**Selected excerpt:**
:::::
Crowdsourcing, a term derived from the merging of ‘crowd’ and ‘outsourcing’, first came to prominence in 2006 and its use has grown rapidly in tandem with the growth of the online population. Crowdsourcing differs from outsourcing as knowledge, services or content are requested and obtained from an undefined collection of individuals rather than a specific individual or company as seen in outsourcing.
One of the earliest and best examples of crowdsourcing is wikipedia which is created by hundreds of unrelated writers and researchers. It would never have become the largest encyclopedia that ever existed without the owners of wikipedia empowering a crowd of unrelated individuals to create and moderate content on the site.
Another variation on the model is crowdfunding, as seen in sites like kickstarter, which has started growing exponentially in recent years. This also derives from the ‘power of the crowds model’ and has been hugely successful in getting projects off the ground that would never have seen the light of day had traditional funding methods been used.
Traditional Crowdsourcing Vs Crowdsourcing Design
Although the basic principle for crowdsourcing is more heads are better than one there is a big difference between crowdsourcing web design services and crowd sourcing knowledge, content or money from from multiple unrelated individuals. Crowdsourcing for web design and other design services (i.e. graphic design, branding, logos, furniture design, video, product design, print design etc) has a competition element whereby multiple designers submit draft designs for the same project before only one is selected for the paid work. Therefore, the final paid design is completed in the traditional manner whereby an individual or business has a contract with only one designer.
People and companies who use crowdsourcing websites are hoping that by having multiple talented designers develop concepts and draft designs before selecting a winning design they will end with a much better result than if they had chosen just one person or company to start from scratch. There is some debate as to whether this is the best route to when you need design work done and whether the designers themselves get a raw deal. However, there are plenty of advantages for both parties and the pros and cons for both parties are summarised below.
Pros & Cons Of Design Crowdsourcing From A Buyers Perspective
Minimise Risk: If you need design services it is very hard to predict what you will receive from a certain designer or design company even if they have substantial portfolio to show you. By using the crowdsourcing model you can have multiple designers spend time developing draft designs and concept ideas with you over a period of time allowing you to single out one or two who have demonstrated they have the skills and vision to turn your vision into reality at a price you are happy with. You will therefore be far more certain you will end up with design you are happy with before agreeing the fee.
:::::
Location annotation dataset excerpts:
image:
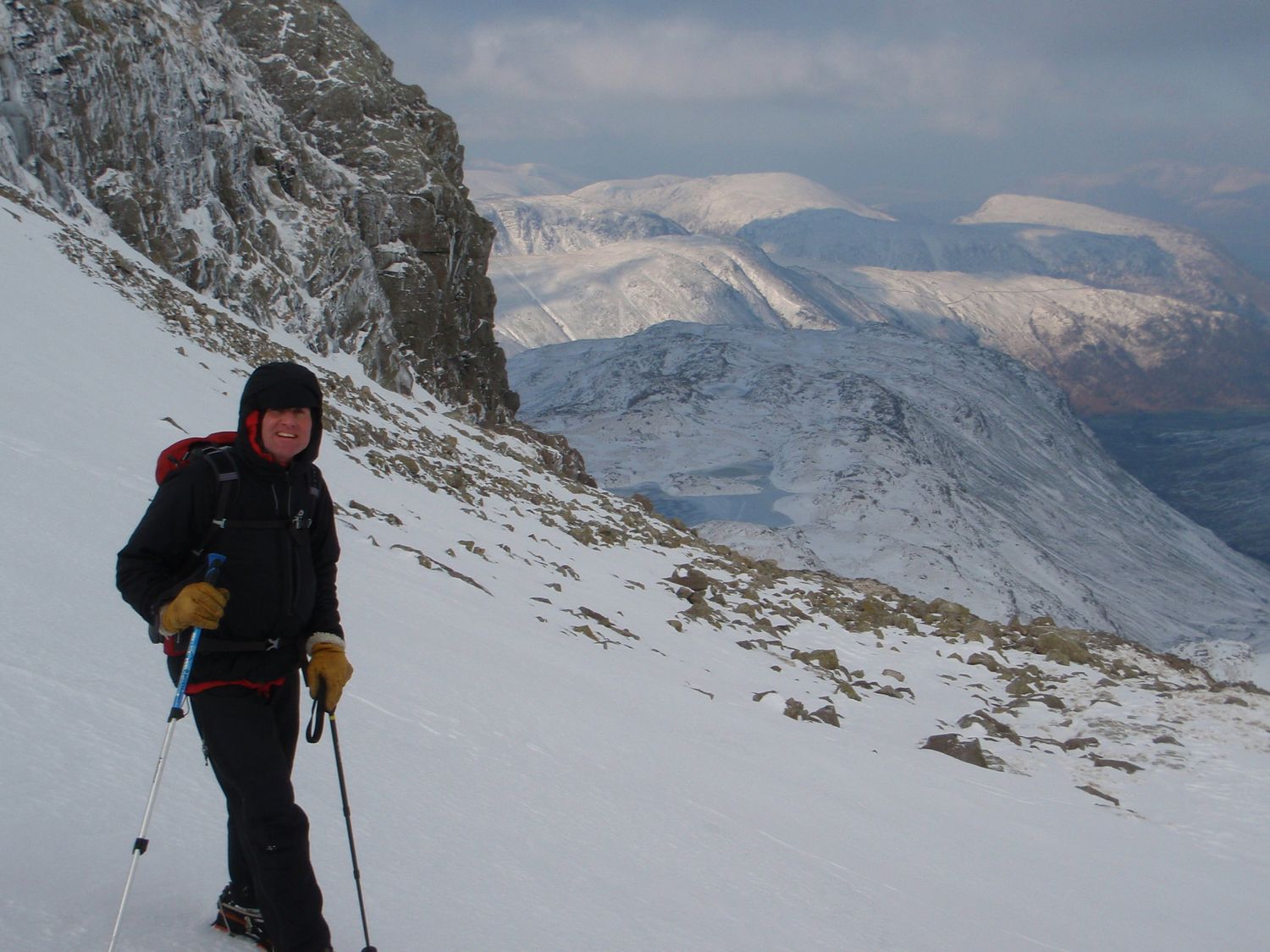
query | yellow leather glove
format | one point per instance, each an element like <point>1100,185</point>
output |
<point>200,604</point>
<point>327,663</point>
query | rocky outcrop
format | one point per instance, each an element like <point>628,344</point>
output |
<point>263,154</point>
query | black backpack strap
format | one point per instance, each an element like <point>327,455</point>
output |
:::::
**Request:** Can you write the next part of the design crowdsourcing article above, beginning right after its final sentence?

**Answer to the task:**
Save Time: Putting up a project on a popular crowdsourcing website means that designers will come to you rather than the other way round. It would take you several days to contact all the designers who are likely to submit designs but using this method you only need to write one project brief and publish it on one of the popular crowdsourcing websites shown below.
Effective Long Term Recruitment: Setting up one or two crowdsourcing projects is not only a great way to find talent for a specific one-off project, it is also a great tactic to find fantastic designers that you can use on an ongoing basis. This is a great method if you want a full or part time designer but don’t want to commit to signing a contract until you have worked with them on a few short term projects first.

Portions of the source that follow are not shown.